PROBLEMS TO WORK ON |
1: According to the Android tablet thread, what does the Google Nexus 10 cost in the UK?
2: Say whether each statement agrees with the Android tablet thread, answering yes or no and quoting the deciding words: (a) The tablet is meant for the original poster's parents. (b) techmax says the Nexus 7 can be ordered from the Google Play Store. (c) VimmRa says the Nexus 10 starts at $484.
3: Name every username that posts in the Android tablet thread, listing each one once.

EXCERPTED PASSAGE |
=-=-=-=-=

# Which Android tablet?



## willforbes (Jan 20, 2008)

I'm looking to buy my parents a 10" tablet for under £300, but I cant make my mind up. I was looking at the Galaxy Tab 2 but it looks like it's really sluggish to use. I want something decent, does anyone have any ideas?


----------



## techmax (Aug 25, 2011)

I think the Google Nexus 7 fits best... this is my option. You can order it from Google Play Store










Image credits: Blugga


----------



## willforbes (Jan 20, 2008)

Hi thanks for the reply, but that isn't a 10" tablet


----------



## browndogss (Dec 11, 2012)

i like that , I think the Google Nexus 7 fits best... this is my option. thanks for your sharing


----------



## VimmRa (Nov 30, 2012)

Then get the Google Nexus 10".

http://www.google.com/nexus/10/


----------



## willforbes (Jan 20, 2008)

People don't seem to be reading my posts at all. Please refer to the part which says "under £300". Please read the questions properly before you reply.


----------



## VimmRa (Nov 30, 2012)

Based on Google's currency conversion, 300 pounds = approx $484. The Google Nexus 10" starts at $399. Did I miscalculate?


----------



## willforbes (Jan 20, 2008)

They're £319 and they are sold out anyway. I would get one immediately if they didn't rip us off here in the UK like that. $399 is about £240, so I don't know what they are playing at but it's infuriating.


----------

=-=-=-=-=

RECORD LIST |
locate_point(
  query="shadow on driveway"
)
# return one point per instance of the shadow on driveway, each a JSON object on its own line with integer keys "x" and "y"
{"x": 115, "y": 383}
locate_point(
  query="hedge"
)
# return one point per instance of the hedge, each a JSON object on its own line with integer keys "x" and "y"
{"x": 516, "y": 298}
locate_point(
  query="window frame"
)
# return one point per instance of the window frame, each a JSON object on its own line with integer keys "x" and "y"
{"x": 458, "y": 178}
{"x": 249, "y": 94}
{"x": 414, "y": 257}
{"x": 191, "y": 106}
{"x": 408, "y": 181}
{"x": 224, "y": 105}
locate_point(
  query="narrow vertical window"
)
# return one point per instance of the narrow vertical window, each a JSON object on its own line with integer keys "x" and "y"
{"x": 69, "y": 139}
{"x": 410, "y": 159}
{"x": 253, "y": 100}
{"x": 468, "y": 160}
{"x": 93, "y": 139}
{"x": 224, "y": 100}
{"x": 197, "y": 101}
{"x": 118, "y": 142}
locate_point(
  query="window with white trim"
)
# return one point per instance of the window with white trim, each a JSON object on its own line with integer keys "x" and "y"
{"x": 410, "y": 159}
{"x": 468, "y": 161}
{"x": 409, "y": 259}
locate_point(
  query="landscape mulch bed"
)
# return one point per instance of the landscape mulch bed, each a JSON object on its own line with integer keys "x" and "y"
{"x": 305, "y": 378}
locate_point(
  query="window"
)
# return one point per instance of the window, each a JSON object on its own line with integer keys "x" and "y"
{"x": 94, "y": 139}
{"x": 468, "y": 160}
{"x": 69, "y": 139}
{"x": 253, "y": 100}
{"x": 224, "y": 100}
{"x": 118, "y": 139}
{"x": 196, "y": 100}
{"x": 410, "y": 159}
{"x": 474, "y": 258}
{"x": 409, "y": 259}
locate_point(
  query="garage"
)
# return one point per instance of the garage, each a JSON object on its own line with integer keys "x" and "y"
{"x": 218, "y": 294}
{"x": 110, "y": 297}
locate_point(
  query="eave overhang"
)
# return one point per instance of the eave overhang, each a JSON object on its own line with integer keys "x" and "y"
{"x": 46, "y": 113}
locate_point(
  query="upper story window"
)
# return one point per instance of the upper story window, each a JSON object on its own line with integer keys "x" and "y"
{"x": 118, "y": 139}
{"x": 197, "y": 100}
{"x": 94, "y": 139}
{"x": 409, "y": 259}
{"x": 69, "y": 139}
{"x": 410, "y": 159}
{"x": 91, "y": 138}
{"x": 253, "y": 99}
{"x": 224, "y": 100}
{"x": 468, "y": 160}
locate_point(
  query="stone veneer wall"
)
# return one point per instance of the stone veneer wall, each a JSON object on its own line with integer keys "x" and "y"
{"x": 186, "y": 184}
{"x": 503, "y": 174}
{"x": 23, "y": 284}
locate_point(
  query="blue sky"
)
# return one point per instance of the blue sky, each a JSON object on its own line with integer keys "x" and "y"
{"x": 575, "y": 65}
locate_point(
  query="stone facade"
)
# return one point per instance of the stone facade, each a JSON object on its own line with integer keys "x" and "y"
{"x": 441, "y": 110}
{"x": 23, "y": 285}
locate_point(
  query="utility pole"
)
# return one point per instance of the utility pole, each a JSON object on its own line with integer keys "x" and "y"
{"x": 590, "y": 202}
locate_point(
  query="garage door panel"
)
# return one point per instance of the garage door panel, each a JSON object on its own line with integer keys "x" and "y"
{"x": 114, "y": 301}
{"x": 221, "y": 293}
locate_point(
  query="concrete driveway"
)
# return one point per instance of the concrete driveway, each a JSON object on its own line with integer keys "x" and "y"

=-=-=-=-=

RESPONSE LIST |
1: £319

2:
(a) Yes: "I'm looking to buy my parents a 10" tablet"
(b) Yes: "You can order it from Google Play Store"
(c) No: "The Google Nexus 10" starts at $399."

3: willforbes, techmax, browndogss, VimmRa